What is required: Arrange the lines of the material below as a numbered list, starting at the line that contains "In this exercise you will locate the standing" and ending at the line that contains "point(20, 99)", with both of those lines included. Omit any blank lines and list no other lines.

====== Data entries

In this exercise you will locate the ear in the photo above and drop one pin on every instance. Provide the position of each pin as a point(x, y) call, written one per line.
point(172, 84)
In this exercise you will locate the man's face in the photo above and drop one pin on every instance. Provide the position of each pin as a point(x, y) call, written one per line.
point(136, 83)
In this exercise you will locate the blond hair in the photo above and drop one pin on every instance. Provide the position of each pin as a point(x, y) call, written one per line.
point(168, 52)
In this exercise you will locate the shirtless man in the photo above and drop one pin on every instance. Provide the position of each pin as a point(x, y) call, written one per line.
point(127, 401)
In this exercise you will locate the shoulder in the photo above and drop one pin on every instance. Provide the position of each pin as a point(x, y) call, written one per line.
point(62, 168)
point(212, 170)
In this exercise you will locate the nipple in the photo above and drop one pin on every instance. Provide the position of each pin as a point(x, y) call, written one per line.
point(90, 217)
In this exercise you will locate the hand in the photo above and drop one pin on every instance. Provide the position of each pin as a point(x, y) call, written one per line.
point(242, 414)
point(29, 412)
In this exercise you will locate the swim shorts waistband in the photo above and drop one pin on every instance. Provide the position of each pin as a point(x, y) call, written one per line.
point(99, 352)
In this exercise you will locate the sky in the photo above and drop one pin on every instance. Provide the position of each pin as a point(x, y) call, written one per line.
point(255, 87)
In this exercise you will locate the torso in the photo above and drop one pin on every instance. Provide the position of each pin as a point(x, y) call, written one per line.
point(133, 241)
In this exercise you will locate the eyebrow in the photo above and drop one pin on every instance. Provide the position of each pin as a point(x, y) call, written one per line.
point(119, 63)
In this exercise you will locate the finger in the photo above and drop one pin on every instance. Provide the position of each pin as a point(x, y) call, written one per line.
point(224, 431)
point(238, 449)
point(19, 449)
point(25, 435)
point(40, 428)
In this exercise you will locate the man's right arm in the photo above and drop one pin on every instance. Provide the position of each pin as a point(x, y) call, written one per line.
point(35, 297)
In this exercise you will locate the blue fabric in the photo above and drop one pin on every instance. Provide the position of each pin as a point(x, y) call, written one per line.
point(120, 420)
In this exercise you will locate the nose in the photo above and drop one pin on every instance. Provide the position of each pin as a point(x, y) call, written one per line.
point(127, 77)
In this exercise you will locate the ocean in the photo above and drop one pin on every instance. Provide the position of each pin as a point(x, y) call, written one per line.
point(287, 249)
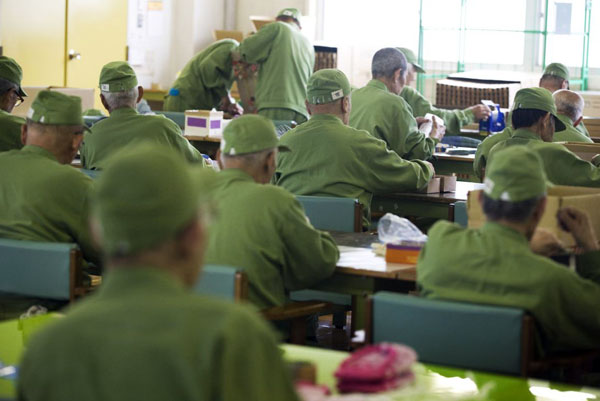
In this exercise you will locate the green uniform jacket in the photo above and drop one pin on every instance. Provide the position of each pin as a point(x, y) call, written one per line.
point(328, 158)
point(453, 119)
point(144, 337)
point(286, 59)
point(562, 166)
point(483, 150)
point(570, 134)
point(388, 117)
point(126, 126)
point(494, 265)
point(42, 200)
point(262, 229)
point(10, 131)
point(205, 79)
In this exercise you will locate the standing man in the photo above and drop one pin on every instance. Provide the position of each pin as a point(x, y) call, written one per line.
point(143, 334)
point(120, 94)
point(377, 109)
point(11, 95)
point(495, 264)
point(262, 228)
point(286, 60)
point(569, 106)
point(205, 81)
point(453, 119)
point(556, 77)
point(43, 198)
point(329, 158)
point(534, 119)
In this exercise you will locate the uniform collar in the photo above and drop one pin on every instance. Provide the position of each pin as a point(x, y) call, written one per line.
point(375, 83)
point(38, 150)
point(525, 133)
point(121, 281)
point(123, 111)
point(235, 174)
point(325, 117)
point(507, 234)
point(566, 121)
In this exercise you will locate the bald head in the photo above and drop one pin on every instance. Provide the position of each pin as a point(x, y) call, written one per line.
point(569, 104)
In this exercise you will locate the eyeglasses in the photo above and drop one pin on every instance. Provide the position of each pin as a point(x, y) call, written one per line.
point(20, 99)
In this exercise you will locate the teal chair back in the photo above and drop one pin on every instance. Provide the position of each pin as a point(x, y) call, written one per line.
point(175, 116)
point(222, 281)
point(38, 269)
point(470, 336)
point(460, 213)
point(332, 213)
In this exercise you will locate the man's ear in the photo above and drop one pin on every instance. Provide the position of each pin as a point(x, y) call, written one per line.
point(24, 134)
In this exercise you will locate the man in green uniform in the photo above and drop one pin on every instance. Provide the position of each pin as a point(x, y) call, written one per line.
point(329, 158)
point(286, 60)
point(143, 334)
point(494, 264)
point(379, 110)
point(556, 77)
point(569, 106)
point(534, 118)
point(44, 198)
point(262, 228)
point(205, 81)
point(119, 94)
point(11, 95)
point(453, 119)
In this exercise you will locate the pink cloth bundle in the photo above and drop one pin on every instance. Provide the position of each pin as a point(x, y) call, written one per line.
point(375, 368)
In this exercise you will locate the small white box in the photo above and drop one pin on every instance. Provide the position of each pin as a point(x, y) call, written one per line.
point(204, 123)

============
====== Data entries

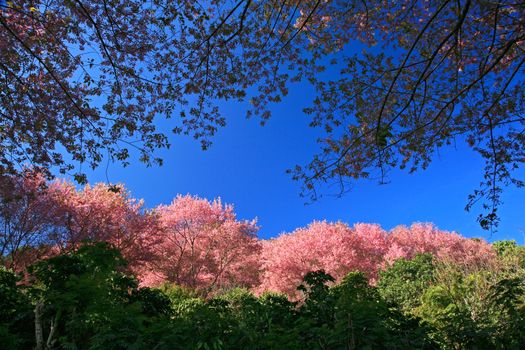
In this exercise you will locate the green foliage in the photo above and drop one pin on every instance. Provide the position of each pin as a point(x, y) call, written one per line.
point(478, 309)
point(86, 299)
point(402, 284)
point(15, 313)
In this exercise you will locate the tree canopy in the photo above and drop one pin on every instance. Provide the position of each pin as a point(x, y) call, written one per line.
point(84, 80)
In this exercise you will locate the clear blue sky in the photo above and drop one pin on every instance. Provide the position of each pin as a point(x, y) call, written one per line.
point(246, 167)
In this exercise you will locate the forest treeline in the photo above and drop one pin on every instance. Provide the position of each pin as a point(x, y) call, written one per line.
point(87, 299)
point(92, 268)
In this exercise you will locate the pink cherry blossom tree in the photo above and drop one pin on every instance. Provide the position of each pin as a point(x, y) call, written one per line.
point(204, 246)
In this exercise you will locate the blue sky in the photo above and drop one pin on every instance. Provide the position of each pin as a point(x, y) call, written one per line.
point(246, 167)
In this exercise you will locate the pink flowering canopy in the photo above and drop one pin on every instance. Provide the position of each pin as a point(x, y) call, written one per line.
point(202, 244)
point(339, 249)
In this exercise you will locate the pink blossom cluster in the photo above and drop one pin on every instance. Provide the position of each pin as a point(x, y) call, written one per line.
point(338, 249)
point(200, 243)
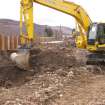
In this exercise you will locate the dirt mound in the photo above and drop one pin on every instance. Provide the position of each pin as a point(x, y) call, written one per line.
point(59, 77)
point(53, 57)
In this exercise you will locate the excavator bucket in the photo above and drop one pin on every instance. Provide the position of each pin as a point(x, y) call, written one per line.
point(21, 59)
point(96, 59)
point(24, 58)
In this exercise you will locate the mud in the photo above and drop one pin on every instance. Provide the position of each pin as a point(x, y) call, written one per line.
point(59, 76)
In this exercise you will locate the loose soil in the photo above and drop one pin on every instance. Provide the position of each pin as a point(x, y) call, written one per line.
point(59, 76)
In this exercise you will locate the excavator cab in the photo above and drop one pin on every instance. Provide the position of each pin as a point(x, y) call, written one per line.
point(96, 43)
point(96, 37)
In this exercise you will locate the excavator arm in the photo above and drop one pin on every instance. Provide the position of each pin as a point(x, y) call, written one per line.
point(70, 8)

============
====== Data entries

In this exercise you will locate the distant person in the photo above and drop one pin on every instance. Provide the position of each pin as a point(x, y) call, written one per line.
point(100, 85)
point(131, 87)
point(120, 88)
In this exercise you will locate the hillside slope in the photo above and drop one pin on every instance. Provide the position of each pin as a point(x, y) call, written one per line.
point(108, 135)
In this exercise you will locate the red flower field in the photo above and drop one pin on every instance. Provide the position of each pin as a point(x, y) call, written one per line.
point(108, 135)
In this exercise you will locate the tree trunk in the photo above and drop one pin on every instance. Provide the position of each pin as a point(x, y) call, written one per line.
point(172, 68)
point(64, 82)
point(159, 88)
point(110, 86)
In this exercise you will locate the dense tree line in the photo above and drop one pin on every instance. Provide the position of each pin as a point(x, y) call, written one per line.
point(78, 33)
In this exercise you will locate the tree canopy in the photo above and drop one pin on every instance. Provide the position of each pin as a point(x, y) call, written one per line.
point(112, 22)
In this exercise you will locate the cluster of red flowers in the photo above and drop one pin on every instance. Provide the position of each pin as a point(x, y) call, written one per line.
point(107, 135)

============

Final result:
1. In this exercise you will locate the standing man in the photo above and drop one pin on every instance. Provide the position of each pin as a point(x, y) call, written one per line.
2. point(143, 334)
3. point(120, 94)
4. point(377, 109)
5. point(11, 95)
6. point(495, 264)
7. point(262, 228)
8. point(286, 60)
9. point(569, 106)
10. point(205, 81)
11. point(453, 119)
12. point(556, 77)
13. point(43, 198)
14. point(329, 158)
15. point(534, 119)
16. In this exercise you will locate the uniform collar in the photo above and drop one pin on every instance. Provide the position of each pin as a point(x, y) call, written one per line.
17. point(375, 83)
18. point(38, 150)
19. point(525, 133)
20. point(121, 281)
21. point(123, 111)
22. point(235, 174)
23. point(325, 117)
24. point(507, 234)
25. point(566, 121)
26. In this exercise you will locate the bald head in the photo above and drop one pin on every instance. Provide the position of each pin as a point(x, y) call, written one per line.
27. point(569, 104)
28. In this exercise you will locate the eyeglasses in the photo above and drop one pin on every instance. Provide the position of each pin as a point(x, y) call, written one per line.
29. point(20, 99)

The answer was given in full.